+++ LISTED RECORDS

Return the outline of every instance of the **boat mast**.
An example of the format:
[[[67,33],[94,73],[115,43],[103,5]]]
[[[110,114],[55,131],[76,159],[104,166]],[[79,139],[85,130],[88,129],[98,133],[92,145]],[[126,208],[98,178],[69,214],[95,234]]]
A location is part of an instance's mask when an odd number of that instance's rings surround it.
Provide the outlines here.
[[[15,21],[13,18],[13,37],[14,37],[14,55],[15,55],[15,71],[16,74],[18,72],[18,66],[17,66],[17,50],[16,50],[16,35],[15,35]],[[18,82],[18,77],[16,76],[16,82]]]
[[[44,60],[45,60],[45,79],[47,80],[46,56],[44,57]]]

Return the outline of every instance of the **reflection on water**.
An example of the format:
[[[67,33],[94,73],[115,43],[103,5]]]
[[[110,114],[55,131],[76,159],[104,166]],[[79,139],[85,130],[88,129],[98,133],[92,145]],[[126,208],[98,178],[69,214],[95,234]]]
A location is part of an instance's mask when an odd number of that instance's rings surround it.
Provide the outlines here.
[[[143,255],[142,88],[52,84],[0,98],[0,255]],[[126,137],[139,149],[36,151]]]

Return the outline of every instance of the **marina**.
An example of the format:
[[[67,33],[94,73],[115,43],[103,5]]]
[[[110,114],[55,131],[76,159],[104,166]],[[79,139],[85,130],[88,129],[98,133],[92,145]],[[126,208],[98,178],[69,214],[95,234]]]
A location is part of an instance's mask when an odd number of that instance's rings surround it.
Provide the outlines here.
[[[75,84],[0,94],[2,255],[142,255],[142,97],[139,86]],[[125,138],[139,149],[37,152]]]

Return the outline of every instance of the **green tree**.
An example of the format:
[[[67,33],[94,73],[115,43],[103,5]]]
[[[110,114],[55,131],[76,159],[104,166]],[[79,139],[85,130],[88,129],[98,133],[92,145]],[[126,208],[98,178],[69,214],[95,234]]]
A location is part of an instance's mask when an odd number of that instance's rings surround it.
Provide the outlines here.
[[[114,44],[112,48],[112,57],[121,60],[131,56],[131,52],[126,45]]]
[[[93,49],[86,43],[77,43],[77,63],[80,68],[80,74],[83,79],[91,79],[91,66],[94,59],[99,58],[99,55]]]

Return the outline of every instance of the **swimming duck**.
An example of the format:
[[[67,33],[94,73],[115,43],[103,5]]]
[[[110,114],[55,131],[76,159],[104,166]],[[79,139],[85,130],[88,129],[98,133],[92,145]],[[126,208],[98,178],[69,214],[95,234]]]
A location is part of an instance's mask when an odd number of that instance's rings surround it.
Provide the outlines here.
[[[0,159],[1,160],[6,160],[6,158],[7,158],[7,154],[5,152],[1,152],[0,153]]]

++++++

Copy out everything from the start of the items down to the line containing "[[[44,60],[45,60],[45,79],[47,80],[46,56],[44,57]]]", both ends included, with the requests kept. Raise every coordinate in the answer outlines by 19, and leave the sample outlines unchanged.

Return the outline of every instance of the **boat mast**.
An example of the format:
[[[67,33],[94,73],[115,43],[103,5]]]
[[[110,114],[55,131],[76,159],[104,166]],[[79,139],[85,130],[88,129],[98,133],[92,145]],[[126,208],[98,178],[69,214],[95,234]]]
A location is part of an instance's mask when an odd number of that instance's rings surround it.
Provide the outlines here.
[[[34,40],[32,37],[32,56],[33,56],[33,74],[34,74],[34,90],[35,93],[37,91],[37,85],[36,85],[36,69],[35,69],[35,54],[34,54]],[[37,101],[37,96],[35,95],[35,101]]]
[[[63,79],[64,79],[64,98],[66,99],[65,75],[63,76]]]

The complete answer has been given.